### [REQUIRED TASK]
Repeat the passage of the Hawkwind concert memoir starting with "Late in 1974" and going on through "techno-classical-pomp of ELP.".

### [TEXT SEGMENT]
Growing up in a nice middle class household in a nice middle class village several miles from the nice middle class city of Chester back then, opportunities to hear live rock music were few and far between. Folk-rockers Steeleye Span did make an annual visit to the ABC Cinema and I expect a few pubs hosted gigs, but at 14 I was some way off being able to bluff my way past an age check (it was possible then, as few people carried the age-related I.D. that is now de rigeur). There was at least one club, "Quaintways", in Chester that put on gigs but they seemed to be late on a Monday night and getting there and back, supposing the parents agreed, was an insurmountable obstacle. Consequently a trip to Manchester or Liverpool was required to see almost any band, let alone one you might have heard of.
Late in 1974 one of my peers announced that he was going with his big brother to a gig in Liverpool by Hawkwind. A bit of research revealed that the concert was at Liverpool Stadium. This was not Anfield but a run-down indoor boxing venue used by the dockers union for strike meetings. The gig being on Saturday January 18th 1975, this was just as well! Well, not only was Silver Machine still relatively fresh in the memory, but the band's most recent album "Hall of the Mountain Grill" had done the home-taping circuit and been found quite uplifting and different. If I'm honest, I had not been knocked out by it, but it did fall into a sort of middle ground between the straightforward guitar riffage of the Quo and the techno-classical-pomp of ELP.
In fact Hawkwind's musical formula at that time was largely a guitar riff supported by Lemmy's undoubted power as a bass player, over which keyboard and other electronic effects were laid to give a richer texture. A couple of the tracks on HOTMG had been recorded live, as was Silver Machine, so it was pretty clear that in this case if you saw them live they might well sound like they did on record. Experience was to show that this could not be said for all bands! Anyway (and I can't remember on whose initiative) four more of us decided that it was time to see what all the fuss was about when it came to live music. It was something of a music-press mantra that the live experience was a cut above listening to a recording and while I don't remember seeing much T.V. coverage of live music beyond brief snatches of screaming girls at Beatles concerts, there was surely no smoke without fire.

Data items
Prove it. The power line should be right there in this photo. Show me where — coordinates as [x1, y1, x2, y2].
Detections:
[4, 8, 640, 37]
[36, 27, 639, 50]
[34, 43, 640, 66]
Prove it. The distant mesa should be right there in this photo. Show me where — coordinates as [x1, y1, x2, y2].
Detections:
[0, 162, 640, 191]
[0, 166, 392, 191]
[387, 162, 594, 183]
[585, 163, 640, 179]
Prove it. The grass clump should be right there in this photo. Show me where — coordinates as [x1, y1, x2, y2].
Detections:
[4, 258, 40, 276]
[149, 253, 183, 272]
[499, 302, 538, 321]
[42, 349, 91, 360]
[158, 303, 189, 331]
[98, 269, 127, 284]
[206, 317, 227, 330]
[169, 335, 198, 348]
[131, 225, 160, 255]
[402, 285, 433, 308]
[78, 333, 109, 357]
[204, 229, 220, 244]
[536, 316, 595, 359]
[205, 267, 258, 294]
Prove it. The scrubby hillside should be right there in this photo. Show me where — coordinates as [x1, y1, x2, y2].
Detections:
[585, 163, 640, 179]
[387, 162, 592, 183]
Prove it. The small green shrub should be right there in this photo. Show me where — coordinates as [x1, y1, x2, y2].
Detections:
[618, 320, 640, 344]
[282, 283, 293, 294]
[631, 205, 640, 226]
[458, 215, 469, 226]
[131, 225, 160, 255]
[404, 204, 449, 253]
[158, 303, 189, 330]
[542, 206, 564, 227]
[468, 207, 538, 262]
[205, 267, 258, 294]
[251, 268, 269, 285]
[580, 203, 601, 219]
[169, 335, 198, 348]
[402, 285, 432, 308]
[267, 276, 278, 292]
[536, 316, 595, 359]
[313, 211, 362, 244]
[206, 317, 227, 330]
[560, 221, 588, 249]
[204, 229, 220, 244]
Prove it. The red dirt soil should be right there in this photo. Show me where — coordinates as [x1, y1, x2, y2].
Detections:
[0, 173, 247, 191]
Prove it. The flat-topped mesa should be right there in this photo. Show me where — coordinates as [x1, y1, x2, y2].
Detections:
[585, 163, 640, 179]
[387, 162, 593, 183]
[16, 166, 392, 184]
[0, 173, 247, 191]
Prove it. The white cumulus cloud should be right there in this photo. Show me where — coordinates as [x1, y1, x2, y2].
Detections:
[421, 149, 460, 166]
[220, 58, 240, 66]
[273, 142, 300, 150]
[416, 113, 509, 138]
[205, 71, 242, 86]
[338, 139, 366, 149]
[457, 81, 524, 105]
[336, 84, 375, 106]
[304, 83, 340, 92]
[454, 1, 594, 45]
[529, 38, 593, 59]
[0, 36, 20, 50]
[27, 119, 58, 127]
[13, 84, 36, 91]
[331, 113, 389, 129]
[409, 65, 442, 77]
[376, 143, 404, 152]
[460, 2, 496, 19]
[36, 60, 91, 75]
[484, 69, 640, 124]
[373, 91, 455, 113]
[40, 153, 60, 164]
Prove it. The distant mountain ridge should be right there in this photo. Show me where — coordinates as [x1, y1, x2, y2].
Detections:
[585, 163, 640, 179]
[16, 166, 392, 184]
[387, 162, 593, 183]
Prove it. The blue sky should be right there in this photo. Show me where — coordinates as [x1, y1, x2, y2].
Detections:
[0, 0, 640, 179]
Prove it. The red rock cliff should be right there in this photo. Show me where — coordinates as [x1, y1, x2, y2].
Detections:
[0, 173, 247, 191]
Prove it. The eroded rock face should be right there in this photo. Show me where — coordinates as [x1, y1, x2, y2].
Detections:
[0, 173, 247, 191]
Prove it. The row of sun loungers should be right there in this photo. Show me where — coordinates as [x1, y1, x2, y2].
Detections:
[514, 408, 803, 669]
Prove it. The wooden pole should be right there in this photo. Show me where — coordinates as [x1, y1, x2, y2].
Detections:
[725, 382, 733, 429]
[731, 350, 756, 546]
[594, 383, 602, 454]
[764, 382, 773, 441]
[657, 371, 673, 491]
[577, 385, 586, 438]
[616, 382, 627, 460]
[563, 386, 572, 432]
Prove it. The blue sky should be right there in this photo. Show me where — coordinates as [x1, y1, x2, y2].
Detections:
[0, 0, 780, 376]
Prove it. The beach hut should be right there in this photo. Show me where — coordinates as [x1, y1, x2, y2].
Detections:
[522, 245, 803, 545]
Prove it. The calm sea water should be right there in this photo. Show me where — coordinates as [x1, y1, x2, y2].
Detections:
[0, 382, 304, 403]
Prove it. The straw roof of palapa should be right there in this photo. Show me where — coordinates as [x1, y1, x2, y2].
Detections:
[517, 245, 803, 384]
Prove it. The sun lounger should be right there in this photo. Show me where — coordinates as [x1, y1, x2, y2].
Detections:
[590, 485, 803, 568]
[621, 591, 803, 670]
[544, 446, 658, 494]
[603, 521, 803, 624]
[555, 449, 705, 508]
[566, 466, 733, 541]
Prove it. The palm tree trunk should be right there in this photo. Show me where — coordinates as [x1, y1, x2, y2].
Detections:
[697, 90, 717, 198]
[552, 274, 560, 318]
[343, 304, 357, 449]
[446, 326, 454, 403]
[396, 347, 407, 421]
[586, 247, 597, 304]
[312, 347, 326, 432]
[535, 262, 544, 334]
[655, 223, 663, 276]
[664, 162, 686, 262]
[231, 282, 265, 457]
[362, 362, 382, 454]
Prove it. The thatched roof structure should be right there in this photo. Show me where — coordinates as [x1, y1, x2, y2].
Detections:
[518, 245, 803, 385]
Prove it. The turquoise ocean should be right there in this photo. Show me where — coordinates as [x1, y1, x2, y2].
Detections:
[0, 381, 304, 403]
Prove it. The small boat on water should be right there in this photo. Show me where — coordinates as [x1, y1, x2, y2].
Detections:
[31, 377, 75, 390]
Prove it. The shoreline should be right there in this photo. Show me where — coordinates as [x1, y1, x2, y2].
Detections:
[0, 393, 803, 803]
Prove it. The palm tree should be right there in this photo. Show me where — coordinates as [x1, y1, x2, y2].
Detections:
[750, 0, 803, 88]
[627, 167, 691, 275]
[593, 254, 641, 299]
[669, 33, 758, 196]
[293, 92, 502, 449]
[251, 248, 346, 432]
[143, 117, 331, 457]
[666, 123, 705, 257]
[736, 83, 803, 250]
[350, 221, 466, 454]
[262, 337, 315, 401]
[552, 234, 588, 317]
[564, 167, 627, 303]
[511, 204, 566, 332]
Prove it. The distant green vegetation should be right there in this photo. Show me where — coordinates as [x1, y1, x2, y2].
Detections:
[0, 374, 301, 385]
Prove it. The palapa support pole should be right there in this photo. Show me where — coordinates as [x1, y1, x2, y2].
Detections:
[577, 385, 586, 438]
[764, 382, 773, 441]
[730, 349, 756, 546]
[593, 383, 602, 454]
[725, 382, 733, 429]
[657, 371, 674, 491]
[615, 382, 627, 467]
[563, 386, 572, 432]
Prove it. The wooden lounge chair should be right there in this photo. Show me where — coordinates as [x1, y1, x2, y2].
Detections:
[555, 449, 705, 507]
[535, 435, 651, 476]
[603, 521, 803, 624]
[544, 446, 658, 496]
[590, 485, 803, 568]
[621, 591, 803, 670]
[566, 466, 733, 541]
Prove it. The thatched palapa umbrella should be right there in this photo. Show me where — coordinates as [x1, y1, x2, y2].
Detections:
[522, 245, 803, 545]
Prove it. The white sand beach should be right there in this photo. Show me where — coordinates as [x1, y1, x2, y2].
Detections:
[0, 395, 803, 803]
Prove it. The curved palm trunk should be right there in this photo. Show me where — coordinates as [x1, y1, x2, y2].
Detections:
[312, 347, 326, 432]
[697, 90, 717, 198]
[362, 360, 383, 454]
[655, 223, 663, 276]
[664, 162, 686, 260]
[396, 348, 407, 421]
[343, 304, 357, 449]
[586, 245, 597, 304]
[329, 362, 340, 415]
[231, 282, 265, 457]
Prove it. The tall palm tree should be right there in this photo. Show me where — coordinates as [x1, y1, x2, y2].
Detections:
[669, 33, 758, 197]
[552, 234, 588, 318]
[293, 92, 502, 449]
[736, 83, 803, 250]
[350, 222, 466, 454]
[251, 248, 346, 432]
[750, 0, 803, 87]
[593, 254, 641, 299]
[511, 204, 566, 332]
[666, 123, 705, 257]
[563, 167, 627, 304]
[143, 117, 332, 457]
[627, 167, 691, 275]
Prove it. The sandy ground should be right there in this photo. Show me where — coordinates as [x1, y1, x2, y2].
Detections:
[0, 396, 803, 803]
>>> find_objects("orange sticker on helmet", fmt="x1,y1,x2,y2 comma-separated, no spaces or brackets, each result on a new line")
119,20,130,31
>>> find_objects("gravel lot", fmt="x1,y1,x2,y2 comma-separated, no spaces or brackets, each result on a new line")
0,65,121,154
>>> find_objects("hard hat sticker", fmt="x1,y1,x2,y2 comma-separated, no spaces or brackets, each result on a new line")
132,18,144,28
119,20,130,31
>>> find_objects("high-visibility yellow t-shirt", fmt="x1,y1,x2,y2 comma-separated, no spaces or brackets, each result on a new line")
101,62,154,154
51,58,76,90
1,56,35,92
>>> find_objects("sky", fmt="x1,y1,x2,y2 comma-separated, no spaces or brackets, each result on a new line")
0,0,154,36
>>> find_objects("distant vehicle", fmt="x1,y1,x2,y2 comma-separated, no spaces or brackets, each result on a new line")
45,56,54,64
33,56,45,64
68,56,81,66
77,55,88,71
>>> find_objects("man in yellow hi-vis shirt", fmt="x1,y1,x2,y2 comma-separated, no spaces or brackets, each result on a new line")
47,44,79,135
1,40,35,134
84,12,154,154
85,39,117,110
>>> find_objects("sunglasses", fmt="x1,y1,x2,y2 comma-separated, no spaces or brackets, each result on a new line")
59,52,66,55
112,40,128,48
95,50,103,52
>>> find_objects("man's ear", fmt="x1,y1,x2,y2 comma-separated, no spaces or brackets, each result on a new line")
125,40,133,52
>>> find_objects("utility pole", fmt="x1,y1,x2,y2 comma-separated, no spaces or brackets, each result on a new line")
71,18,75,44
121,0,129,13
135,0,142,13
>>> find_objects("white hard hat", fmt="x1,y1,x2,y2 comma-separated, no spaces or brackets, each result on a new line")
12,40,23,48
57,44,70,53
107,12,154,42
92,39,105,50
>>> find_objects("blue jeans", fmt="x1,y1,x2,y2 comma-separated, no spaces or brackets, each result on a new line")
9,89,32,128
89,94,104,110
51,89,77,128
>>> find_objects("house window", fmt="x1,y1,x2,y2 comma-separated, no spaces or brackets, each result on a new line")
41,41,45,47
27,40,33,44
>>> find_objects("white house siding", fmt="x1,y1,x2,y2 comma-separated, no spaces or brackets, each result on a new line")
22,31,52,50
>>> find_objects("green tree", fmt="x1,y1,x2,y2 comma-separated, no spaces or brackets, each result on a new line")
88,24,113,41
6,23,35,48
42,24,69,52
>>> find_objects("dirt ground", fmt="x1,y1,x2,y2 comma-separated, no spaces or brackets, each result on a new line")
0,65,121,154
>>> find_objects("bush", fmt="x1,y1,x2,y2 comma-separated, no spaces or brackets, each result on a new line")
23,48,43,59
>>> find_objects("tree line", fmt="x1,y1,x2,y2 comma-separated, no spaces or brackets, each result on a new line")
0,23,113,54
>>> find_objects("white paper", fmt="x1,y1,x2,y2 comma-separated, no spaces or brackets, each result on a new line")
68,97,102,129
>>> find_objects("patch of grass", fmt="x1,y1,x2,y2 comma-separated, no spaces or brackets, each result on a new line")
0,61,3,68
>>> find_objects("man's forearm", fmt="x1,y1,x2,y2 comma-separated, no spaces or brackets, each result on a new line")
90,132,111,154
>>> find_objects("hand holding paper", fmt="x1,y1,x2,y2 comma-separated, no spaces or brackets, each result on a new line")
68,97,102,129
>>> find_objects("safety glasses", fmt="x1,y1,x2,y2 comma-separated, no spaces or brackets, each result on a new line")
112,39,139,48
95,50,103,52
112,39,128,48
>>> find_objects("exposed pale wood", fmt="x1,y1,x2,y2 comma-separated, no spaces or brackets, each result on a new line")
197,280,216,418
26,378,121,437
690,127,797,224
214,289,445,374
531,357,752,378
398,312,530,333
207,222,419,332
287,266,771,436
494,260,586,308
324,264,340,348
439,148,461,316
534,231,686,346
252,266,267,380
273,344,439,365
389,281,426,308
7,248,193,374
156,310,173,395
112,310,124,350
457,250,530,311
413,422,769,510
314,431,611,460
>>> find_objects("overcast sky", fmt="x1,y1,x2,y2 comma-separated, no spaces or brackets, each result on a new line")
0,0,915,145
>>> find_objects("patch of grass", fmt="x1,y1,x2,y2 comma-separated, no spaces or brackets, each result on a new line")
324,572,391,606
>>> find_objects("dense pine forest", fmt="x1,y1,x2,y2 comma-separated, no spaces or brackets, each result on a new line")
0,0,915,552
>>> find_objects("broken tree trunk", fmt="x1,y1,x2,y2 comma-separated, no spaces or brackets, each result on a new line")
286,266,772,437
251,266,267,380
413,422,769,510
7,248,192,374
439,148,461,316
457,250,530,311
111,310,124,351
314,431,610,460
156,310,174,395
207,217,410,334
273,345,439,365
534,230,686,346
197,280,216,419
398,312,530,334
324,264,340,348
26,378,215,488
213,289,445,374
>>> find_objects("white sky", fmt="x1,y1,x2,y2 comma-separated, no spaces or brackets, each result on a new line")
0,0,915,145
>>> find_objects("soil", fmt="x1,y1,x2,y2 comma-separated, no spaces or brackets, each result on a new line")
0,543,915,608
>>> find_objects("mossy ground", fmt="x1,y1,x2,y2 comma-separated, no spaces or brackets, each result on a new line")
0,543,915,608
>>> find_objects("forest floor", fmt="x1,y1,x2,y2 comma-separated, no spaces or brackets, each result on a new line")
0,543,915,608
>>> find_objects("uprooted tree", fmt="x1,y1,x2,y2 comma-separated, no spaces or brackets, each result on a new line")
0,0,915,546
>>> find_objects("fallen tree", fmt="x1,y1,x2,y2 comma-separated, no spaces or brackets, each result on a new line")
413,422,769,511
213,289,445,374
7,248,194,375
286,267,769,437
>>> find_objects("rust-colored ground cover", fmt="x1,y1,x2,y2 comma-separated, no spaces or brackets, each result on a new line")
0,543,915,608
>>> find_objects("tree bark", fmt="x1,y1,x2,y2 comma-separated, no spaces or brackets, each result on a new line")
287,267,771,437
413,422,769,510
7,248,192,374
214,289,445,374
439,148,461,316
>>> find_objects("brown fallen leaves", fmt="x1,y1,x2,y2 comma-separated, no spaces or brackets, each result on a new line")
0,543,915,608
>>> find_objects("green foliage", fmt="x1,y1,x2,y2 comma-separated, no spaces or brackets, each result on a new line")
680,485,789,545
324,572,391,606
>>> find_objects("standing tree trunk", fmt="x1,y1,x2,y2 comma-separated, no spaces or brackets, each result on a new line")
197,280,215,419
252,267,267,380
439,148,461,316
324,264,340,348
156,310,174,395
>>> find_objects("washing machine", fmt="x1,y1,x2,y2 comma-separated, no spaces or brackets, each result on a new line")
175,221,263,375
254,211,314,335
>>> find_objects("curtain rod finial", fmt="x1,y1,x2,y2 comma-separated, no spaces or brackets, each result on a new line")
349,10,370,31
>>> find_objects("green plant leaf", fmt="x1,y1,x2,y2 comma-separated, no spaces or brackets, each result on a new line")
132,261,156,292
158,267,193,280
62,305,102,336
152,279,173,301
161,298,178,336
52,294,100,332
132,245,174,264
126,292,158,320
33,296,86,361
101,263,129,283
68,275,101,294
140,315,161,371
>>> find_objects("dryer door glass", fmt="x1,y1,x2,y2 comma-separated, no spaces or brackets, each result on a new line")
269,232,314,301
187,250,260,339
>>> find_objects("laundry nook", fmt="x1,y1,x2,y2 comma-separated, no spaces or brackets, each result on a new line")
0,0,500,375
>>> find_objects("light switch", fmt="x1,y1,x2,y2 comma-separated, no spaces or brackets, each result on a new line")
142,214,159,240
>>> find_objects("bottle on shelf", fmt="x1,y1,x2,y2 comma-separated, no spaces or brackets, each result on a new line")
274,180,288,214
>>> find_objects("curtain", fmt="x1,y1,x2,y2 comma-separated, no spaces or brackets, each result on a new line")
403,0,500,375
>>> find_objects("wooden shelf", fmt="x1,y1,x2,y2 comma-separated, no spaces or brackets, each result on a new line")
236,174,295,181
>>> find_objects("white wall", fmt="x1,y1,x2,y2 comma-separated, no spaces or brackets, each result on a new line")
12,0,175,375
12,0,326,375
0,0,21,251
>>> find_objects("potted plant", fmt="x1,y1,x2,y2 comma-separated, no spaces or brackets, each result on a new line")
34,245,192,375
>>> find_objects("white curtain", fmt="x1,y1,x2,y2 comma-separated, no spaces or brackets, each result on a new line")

### [EXERCISE OUTPUT]
Late in 1974 one of my peers announced that he was going with his big brother to a gig in Liverpool by Hawkwind. A bit of research revealed that the concert was at Liverpool Stadium. This was not Anfield but a run-down indoor boxing venue used by the dockers union for strike meetings. The gig being on Saturday January 18th 1975, this was just as well! Well, not only was Silver Machine still relatively fresh in the memory, but the band's most recent album "Hall of the Mountain Grill" had done the home-taping circuit and been found quite uplifting and different. If I'm honest, I had not been knocked out by it, but it did fall into a sort of middle ground between the straightforward guitar riffage of the Quo and the techno-classical-pomp of ELP.